▶ [Records shown]
>>>>

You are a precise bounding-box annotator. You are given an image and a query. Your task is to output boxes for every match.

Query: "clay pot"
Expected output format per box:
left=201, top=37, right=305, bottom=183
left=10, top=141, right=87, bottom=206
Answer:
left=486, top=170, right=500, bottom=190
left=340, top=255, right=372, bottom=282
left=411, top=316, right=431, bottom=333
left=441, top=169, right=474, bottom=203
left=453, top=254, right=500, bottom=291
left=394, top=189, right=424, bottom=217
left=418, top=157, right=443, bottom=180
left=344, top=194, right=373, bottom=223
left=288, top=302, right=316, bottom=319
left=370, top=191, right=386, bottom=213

<<<<

▶ [Task instructions]
Reproduce verbatim the part of the records that runs from their first line through the line containing "left=486, top=170, right=500, bottom=190", including both of those lines.

▶ [The output]
You are a precise bounding-box annotator. You are given an image and a query. Your task is to output boxes for every match.

Query: "clay pot"
Expected output format per box:
left=201, top=37, right=305, bottom=183
left=10, top=141, right=87, bottom=206
Answer:
left=486, top=170, right=500, bottom=190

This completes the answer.